## TASK PROMPT
Could you give each line of the material below as one string in a JSON list, skipping blank lines and leaving the pictures out?

Data entries
** begin **
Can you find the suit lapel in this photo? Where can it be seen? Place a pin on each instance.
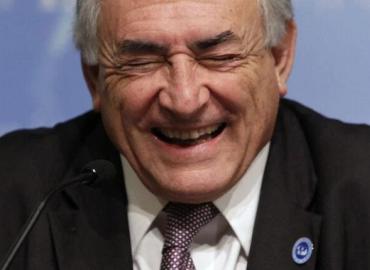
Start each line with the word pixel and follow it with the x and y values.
pixel 89 225
pixel 283 213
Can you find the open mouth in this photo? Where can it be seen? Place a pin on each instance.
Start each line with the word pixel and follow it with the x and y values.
pixel 188 138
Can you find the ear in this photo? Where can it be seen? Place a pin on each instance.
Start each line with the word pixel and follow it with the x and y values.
pixel 91 74
pixel 284 54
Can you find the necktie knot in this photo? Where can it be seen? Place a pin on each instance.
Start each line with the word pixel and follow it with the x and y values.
pixel 183 223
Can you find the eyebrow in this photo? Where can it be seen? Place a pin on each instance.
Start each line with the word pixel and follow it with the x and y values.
pixel 209 43
pixel 141 47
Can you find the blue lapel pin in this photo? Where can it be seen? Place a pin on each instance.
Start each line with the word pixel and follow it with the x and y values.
pixel 302 250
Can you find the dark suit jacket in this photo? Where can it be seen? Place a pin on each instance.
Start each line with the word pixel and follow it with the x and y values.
pixel 316 185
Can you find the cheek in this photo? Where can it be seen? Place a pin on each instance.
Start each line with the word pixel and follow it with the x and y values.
pixel 128 97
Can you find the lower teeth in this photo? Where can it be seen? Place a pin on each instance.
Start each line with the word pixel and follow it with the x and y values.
pixel 189 142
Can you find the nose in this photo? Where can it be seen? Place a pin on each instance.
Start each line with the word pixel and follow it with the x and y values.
pixel 185 94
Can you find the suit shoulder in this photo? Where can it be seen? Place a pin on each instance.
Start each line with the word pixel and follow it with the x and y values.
pixel 28 158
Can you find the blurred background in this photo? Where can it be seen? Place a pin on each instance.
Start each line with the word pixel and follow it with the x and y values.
pixel 41 82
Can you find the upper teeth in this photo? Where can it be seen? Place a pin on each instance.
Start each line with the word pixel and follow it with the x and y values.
pixel 190 134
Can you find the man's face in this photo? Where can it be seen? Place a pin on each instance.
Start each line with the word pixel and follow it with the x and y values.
pixel 187 91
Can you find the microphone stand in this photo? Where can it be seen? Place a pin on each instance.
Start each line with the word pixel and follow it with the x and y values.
pixel 89 175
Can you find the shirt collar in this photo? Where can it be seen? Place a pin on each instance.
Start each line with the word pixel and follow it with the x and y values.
pixel 238 205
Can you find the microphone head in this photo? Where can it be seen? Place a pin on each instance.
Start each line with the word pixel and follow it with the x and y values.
pixel 102 169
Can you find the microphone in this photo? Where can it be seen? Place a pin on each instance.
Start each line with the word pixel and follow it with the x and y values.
pixel 93 172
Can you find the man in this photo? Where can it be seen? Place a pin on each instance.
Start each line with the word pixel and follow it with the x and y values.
pixel 187 100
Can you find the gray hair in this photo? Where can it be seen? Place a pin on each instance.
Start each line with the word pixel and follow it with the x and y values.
pixel 275 12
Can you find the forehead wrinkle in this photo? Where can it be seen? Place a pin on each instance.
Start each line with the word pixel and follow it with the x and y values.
pixel 211 42
pixel 141 46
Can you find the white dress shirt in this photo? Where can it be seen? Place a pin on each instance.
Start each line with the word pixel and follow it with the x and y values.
pixel 224 243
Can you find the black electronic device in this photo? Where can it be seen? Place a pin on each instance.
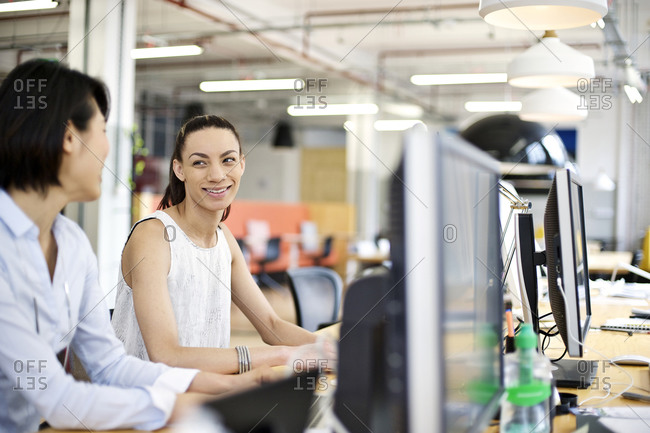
** end **
## PROBLEM SOLUTION
[
  "Can you find the suit lapel in this photo? Where can it be seen? Place a pin on each instance.",
  "Start each line with the word pixel and follow it with the x and y values.",
  "pixel 89 225",
  "pixel 283 213",
  "Can you find the open mouth in this photo? Where can it be seen? Place a pin on each instance.",
  "Start each line with the word pixel and follow it with the x and y values.",
  "pixel 188 138",
  "Can you find the ear in this photo? Where can it be seen? Place a pin on each instance.",
  "Start each line with the word pixel and follow it with the x and y values.",
  "pixel 91 74",
  "pixel 284 54",
  "Can you find the necktie knot in this photo? Where can it be seen? Place a pin on each instance.",
  "Start each line with the word pixel and follow it with the x and y values.",
  "pixel 183 223",
  "Can you find the eyebrow in this photo? Where can it be seen? Place a pin on each instance.",
  "Start each line with the word pixel and follow it with the x and y values.",
  "pixel 209 43",
  "pixel 141 47",
  "Can you find the blue lapel pin in this photo? Where can it be seen? Place a pin on each instance.",
  "Start each line with the word pixel and follow it with the x and y values.",
  "pixel 302 250",
  "Can you find the dark suit jacket in this photo? Where can it be seen? Place a pin on each instance.",
  "Start each line with the word pixel and follow it with the x and y values.",
  "pixel 316 185",
  "Can you find the cheek in this photo? Where can it be seen? Place a pin on each instance.",
  "Start each line with the word pixel and follow it with the x and y values.",
  "pixel 128 97",
  "Can you find the lower teeth in this photo? Where can it be seen? Place a pin on each instance.",
  "Start each line with the word pixel and follow it with the x and y values.",
  "pixel 189 142",
  "Can you find the nose in this photo? Where can it be seen? Place a pin on each instance.",
  "Start each line with the word pixel and follow it with the x and y values.",
  "pixel 185 94",
  "Can you find the suit shoulder in this photo? Where can it be seen? Place a pin on each instance.",
  "Start each line with the word pixel and follow it with the x and y values.",
  "pixel 28 158",
  "Can you find the blurred background in this photo? Where can it be seen? Place a pin on each instance.",
  "Start each line with the word pixel and follow it with the x and y values.",
  "pixel 41 82",
  "Can you find the upper teeth in this photo? Where can it be seen? Place a pin on each instance.",
  "Start each line with the word pixel and follow it with the x and y values.",
  "pixel 190 134",
  "Can you find the man's face in this photo? Where can it be seen? Place a pin on each instance.",
  "Start each line with the word pixel and follow it with the x and y values.",
  "pixel 187 91",
  "Can you find the microphone stand in this photo? Where can it be seen? Place a pin on each instance.",
  "Start each line with the word pixel and follow it with the x and y values.",
  "pixel 89 175",
  "Can you find the shirt collar in this photo? Where can it be seen? Place a pin on each instance.",
  "Start each line with the word pixel and follow it with the x and y values.",
  "pixel 238 205",
  "Can you find the microphone head in this photo? Where can it be seen? Place a pin on each instance.",
  "Start each line with the word pixel and follow it with the x and y values.",
  "pixel 102 169",
  "Can you find the microphone in this photo? Where can it be seen? Place a pin on each instance.",
  "Start each line with the word pixel and follow it with the x and y values.",
  "pixel 93 172",
  "Can you find the man in this photo? Where can it be seen? Place a pin on each instance.",
  "Start each line with the word pixel and follow it with the x and y values.",
  "pixel 187 100",
  "Can you find the gray hair in this photo? Where can it be seen? Place a pin on each instance.",
  "Start each line with the word pixel and follow it with the x and y values.",
  "pixel 275 12",
  "Can you find the forehead wrinkle in this photo? Where can it be seen? Place a pin on each instance.",
  "Start each line with the word pixel and follow it with the x and y values.",
  "pixel 211 42",
  "pixel 141 46",
  "Can you find the white dress shirt in this photo? Where can it be seen? Place a pin on each instance.",
  "Start each line with the word pixel and follow it with the x and y values.",
  "pixel 224 243",
  "Can you find the black electronic device in this photo? Where can it be seen? Place a pin on each instance."
]